Required tasks:
1 – In the piece about Jack, what name does the writer give to the way he lets people get only so close before pushing them back?
2 – Write out the stretch of the piece about Jack from "Commitment-phobia doesn’t quite" through "Here’s some money.", word for word.

Source text:

::::::::

And that’s fine. But for a guy this deep, this smart, this interesting, this inherently able to communicate and share in an unintimidating, non-gross way, why is it so hard for him to let himself really connect? He’s a study for me at this point. He does this thing that I call “the Heisman.” He lets you get just so close, and then the arm shoots out. “Okay, that’s as close as you get.” It’s fascinating.

Commitment-phobia doesn’t quite explain it. I won’t go into a litany of things about him, but suffice it to say I’ve done quite a lot of thinking about this, and I’ve always been stumped in the end. Until David Brooks and Diane Rehm revealed the truth to me: Jack deconstructs his emotional reactions into manageable logical reactions instead.

Eureka. Eureka on Route 29. I’ve been trying to pin this down for years. Thank you, NPR. Here’s some money.

Jack breaks down the big, whoa, overwhelming, gut-turning, anxiety-inducing reactions we all have, and turns them into pieces of data. He knows that emotional reactions can usually be explained in scientific ways. There are concrete reasons that we have the feelings we do. So he just takes that feeling and analyzes it, making it nothing more than the binary code of human connection. “Oh, I know why I feel like this. It’s X factor added to Y factor, divided by A factor all over B. Obviously.”

::::::::

(Stored data entries)
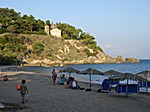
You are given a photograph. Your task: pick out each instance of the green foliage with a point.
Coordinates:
(88, 53)
(12, 48)
(37, 48)
(11, 21)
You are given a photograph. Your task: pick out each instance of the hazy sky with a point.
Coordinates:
(121, 27)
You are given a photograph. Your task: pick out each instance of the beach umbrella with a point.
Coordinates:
(91, 71)
(145, 74)
(127, 76)
(69, 70)
(112, 73)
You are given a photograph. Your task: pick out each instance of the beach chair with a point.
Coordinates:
(128, 89)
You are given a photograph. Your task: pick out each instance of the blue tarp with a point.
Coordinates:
(124, 88)
(143, 84)
(112, 82)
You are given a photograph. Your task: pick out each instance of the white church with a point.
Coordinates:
(54, 31)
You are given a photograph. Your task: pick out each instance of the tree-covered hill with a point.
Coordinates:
(22, 39)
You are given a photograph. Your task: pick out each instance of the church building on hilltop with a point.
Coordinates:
(54, 30)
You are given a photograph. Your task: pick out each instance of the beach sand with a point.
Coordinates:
(46, 97)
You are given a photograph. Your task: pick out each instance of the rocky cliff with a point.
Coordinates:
(58, 51)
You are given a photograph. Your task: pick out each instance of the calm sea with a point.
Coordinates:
(124, 67)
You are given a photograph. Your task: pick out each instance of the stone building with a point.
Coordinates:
(55, 32)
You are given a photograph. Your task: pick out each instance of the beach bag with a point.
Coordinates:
(18, 87)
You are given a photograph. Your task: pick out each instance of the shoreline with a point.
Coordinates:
(46, 97)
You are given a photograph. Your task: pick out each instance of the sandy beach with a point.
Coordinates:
(46, 97)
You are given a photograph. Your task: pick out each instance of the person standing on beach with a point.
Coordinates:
(54, 76)
(23, 90)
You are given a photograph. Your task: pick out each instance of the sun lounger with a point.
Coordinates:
(105, 87)
(124, 88)
(144, 84)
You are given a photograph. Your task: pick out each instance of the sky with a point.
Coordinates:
(120, 27)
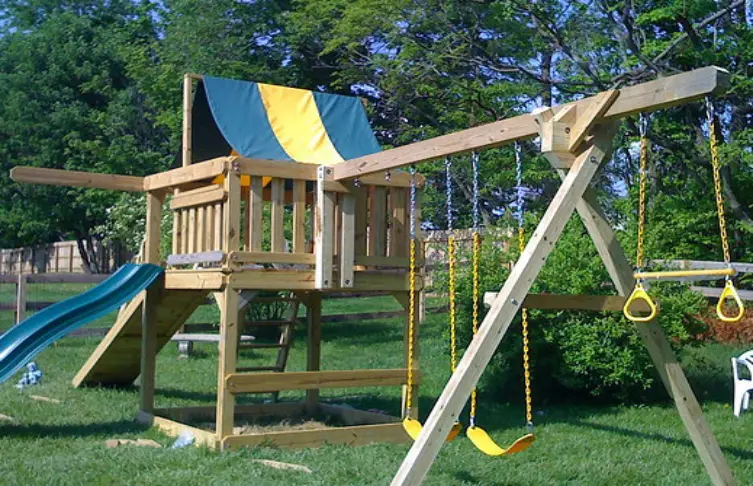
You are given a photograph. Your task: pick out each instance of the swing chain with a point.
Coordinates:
(718, 183)
(412, 294)
(452, 267)
(475, 268)
(523, 312)
(643, 129)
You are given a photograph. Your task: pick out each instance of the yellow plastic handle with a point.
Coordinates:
(639, 293)
(729, 292)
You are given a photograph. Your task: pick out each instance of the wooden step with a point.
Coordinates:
(264, 345)
(251, 369)
(269, 323)
(117, 359)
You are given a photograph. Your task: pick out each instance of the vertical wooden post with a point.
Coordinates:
(347, 239)
(255, 223)
(231, 216)
(314, 348)
(151, 299)
(278, 215)
(324, 231)
(378, 223)
(227, 361)
(21, 297)
(187, 98)
(153, 220)
(299, 216)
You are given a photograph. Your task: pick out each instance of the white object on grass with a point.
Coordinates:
(743, 386)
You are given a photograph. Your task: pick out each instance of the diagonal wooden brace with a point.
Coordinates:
(506, 305)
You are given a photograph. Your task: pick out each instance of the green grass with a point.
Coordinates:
(577, 444)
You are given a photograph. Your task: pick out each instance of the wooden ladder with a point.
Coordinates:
(283, 344)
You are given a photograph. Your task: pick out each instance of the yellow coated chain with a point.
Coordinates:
(411, 327)
(642, 194)
(526, 356)
(475, 271)
(718, 187)
(453, 333)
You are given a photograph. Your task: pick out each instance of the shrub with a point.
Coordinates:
(573, 353)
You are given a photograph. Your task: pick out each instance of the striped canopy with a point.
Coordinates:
(270, 122)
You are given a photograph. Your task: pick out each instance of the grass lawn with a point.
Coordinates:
(63, 443)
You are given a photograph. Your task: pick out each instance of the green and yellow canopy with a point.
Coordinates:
(270, 122)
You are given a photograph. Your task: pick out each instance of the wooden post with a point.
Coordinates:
(314, 348)
(153, 220)
(187, 99)
(324, 230)
(151, 254)
(347, 239)
(658, 347)
(231, 215)
(21, 298)
(299, 216)
(227, 361)
(497, 321)
(149, 345)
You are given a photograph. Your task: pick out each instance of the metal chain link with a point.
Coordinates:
(717, 182)
(643, 129)
(524, 312)
(412, 295)
(475, 269)
(452, 267)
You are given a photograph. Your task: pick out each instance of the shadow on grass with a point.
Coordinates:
(71, 430)
(740, 453)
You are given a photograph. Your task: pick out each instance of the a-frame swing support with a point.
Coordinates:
(577, 139)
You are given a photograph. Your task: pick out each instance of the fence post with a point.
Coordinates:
(21, 298)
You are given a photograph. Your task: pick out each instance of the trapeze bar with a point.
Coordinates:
(712, 272)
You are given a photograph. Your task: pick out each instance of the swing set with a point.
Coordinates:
(477, 435)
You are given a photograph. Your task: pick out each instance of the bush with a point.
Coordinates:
(573, 354)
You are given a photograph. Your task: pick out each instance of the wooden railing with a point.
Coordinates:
(287, 214)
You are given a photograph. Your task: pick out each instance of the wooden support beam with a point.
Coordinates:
(299, 216)
(352, 436)
(187, 118)
(244, 257)
(231, 213)
(596, 303)
(313, 345)
(347, 239)
(149, 349)
(658, 346)
(186, 176)
(153, 223)
(198, 197)
(312, 380)
(278, 215)
(324, 230)
(494, 326)
(21, 297)
(227, 361)
(653, 95)
(75, 178)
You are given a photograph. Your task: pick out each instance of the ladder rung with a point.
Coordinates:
(264, 345)
(268, 323)
(258, 368)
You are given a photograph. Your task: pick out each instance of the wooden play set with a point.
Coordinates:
(362, 237)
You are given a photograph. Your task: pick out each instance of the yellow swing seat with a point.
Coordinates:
(486, 444)
(413, 428)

::::::::

Outputs in order:
1 – The Heisman.

2 –
Commitment-phobia doesn’t quite explain it. I won’t go into a litany of things about him, but suffice it to say I’ve done quite a lot of thinking about this, and I’ve always been stumped in the end. Until David Brooks and Diane Rehm revealed the truth to me: Jack deconstructs his emotional reactions into manageable logical reactions instead.

Eureka. Eureka on Route 29. I’ve been trying to pin this down for years. Thank you, NPR. Here’s some money.